» **Exercise instructions**
Copy out every line of the records below word for word, leaving out the pictures.

» **Material for the task**
---+---

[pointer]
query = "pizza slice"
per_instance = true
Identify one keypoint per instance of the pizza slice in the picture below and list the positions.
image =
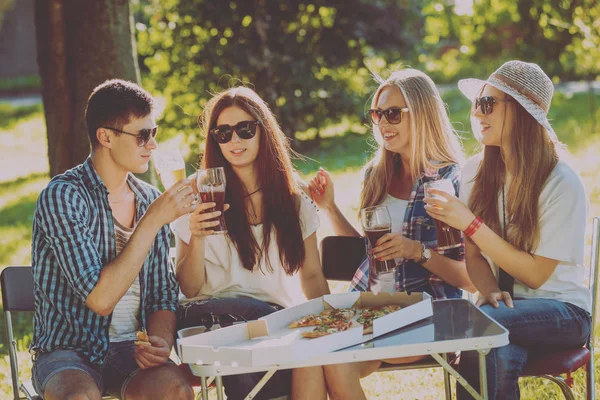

---+---

» **Finished task**
[pointer]
query = "pizza slice"
per_instance = true
Identify one keypoint per instance of the pizza slice in the picture below and list the positions.
image =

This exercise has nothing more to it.